* start PAGE EXTRACT *

I spite of how much I love music method books, I would suggest, as a jazz guitar and mandolin player from the home of jazz, New Orleans, that the best way is to learn from a more advanced musician.

Find a jazz player and take lessons, they don't need to play mandolin, they need to know jazz. I'm sure there is a sax or guitar player that you can study with near you. 

Of course read and work out of as many books as possible - but I think real lessons from a jazz player would be of a greater benefit.

----------

Pasha Alden

----------


## Jim Garber

I agree with David, Pasha. I would assume that there would be some jazz musicians in South Africa and near to you, hopefully.

In addition, I would listen to lots of jazz and perhaps find a tune or two you love. Then find multiple players playing that in multiple versions. Maybe take one and slow it down and learn the basic melody and some of the variations. In other words, do some ear training.

----------

Pasha Alden

----------


## montana

Play tunes. Each tune has licks in it. Your jazz playing will be proportional to the number of tunes you know. It's the same with fiddle tunes.

----------

Pasha Alden

----------


## Pete Martin

You can look at any of my books for no charge at one of my web sites.  Also JM site has a number of instruction videos.

----------

Pasha Alden

----------


## Pasha Alden

Hi all thanks to Jim, JonZ, Dave Montanna, Pete Martin and all others for replying.

To the first reply to my posting of this thread: jazz is also improvisation to me. So It can be Louis Armstrong, and the other artists and types of jazz you mention. 

I guess what I needed was to hear what is the best methods to get some good tunes and really master playing them well. Chords, 7ths, 6ths, etc. not really a problem. It is those licks and of course the lead that I need to manage.   

My thanks to all and am going to take your advice. There is a lovely long holiday to practice.

----------


## DavidKOS

> To the first reply to my posting of this thread: jazz is also improvisation to me. So It can be Louis Armstrong, and the other artists and types of jazz you mention. 
> 
> I guess what I needed was to hear what is the best methods to get some good tunes and really master playing them well. Chords, 7ths, 6ths, etc. not really a problem. It is those licks and of course the lead that I need to manage.   
> 
> My thanks to all and am going to take your advice. There is a lovely long holiday to practice.

* end PAGE EXTRACT *
* start INFORMATION SHOWN *

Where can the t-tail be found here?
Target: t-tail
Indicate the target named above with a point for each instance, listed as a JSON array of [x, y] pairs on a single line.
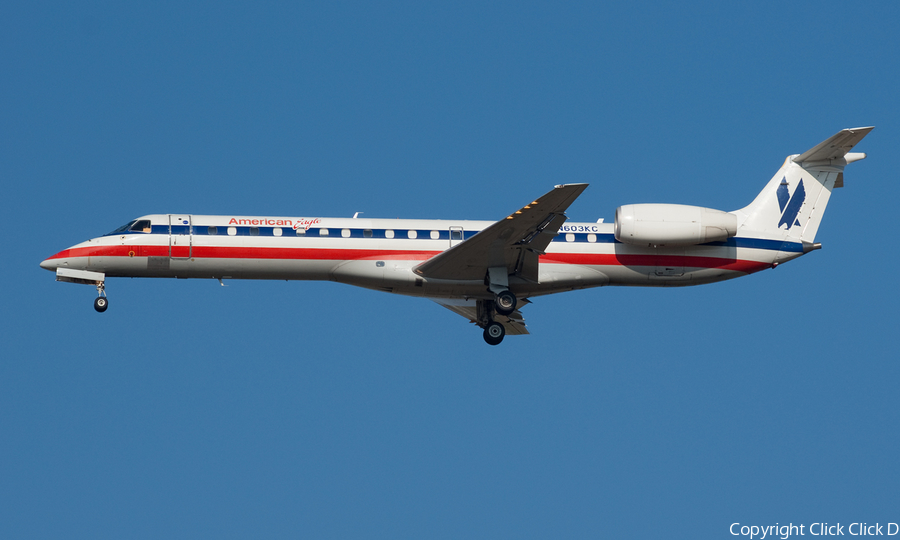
[[793, 202]]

* end INFORMATION SHOWN *

PARTS OF THE EXERCISE ▸
A) Can you repeat the jazz mandolin thread from "I spite of how" through "a greater benefit.", inclusive?
B) In the jazz mandolin thread, which city does the first writer call the home of jazz?
The listing is separate from the jazz mandolin thread.

ANSWERS GIVEN ▸
A)
I spite of how much I love music method books, I would suggest, as a jazz guitar and mandolin player from the home of jazz, New Orleans, that the best way is to learn from a more advanced musician.

Find a jazz player and take lessons, they don't need to play mandolin, they need to know jazz. I'm sure there is a sax or guitar player that you can study with near you. 

Of course read and work out of as many books as possible - but I think real lessons from a jazz player would be of a greater benefit.

B) New Orleans